--- About this exercise ---
Report every line of the listing below in which the string "steel" occurs.

--- Records provided ---
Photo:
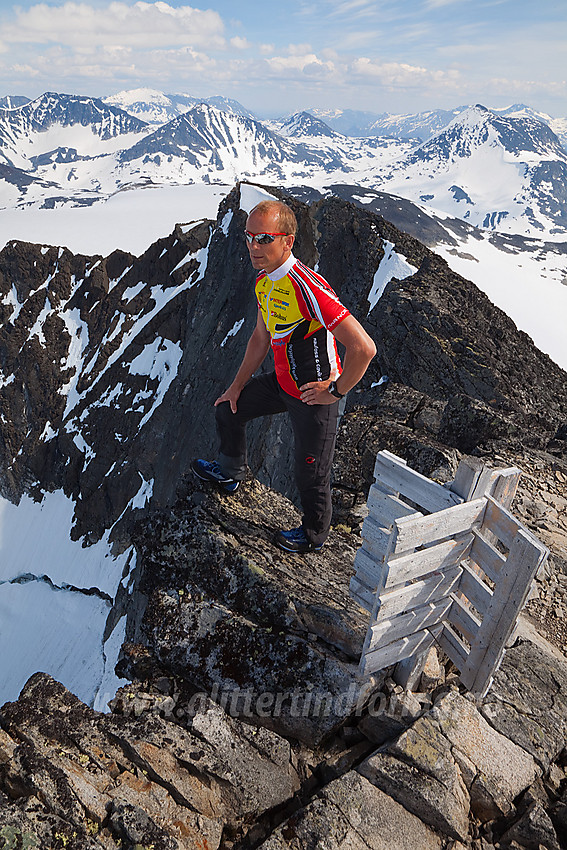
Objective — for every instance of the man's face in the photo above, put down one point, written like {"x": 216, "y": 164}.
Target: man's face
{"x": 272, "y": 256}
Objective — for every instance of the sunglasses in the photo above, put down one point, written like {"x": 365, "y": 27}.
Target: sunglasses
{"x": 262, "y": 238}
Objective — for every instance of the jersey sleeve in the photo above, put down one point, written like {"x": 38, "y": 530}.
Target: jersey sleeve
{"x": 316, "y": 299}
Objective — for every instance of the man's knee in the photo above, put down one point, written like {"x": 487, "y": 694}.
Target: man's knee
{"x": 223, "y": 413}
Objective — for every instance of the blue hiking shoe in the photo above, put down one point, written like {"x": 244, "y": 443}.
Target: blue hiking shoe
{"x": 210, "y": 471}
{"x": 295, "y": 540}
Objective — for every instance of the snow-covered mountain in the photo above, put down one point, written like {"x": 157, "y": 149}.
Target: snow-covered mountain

==

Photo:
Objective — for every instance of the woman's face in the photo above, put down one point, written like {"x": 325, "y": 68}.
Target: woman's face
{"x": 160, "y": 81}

--

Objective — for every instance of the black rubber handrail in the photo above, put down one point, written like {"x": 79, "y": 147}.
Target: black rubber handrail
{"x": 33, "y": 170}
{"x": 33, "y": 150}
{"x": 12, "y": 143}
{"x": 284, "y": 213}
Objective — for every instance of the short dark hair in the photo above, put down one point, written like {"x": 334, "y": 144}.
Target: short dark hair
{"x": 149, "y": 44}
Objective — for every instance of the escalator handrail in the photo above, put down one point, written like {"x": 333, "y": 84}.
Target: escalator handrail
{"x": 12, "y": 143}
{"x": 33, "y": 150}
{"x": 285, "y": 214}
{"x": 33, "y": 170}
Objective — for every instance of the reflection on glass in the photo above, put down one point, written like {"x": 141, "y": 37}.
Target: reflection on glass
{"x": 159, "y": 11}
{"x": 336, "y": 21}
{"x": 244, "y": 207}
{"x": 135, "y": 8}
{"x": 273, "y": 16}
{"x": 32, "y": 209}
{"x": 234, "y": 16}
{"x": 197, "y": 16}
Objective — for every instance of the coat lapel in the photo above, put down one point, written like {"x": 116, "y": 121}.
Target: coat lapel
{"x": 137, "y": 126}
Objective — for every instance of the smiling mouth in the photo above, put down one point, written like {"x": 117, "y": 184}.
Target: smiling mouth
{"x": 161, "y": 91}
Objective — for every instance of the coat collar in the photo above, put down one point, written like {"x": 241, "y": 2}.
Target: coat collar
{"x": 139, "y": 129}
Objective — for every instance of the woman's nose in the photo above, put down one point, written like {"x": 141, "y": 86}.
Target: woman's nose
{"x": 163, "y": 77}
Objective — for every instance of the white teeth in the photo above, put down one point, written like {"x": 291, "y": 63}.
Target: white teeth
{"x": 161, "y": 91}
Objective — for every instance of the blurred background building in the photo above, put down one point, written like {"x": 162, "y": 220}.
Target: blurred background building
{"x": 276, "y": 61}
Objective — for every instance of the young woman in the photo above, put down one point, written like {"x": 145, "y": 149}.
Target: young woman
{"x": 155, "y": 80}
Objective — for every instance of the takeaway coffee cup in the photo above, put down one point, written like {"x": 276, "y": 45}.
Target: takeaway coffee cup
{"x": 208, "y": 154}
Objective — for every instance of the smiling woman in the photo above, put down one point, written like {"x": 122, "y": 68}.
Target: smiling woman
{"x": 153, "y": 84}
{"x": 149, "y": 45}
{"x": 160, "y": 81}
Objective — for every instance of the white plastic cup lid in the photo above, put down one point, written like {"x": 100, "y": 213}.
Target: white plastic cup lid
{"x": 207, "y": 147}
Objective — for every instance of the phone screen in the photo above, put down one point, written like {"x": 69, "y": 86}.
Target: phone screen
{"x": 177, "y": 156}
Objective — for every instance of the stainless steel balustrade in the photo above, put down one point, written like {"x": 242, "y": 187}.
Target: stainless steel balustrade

--- Task answer ---
Objective — for every instance of the stainless steel balustrade in the photo above, put down one point, written like {"x": 242, "y": 187}.
Target: stainless steel balustrade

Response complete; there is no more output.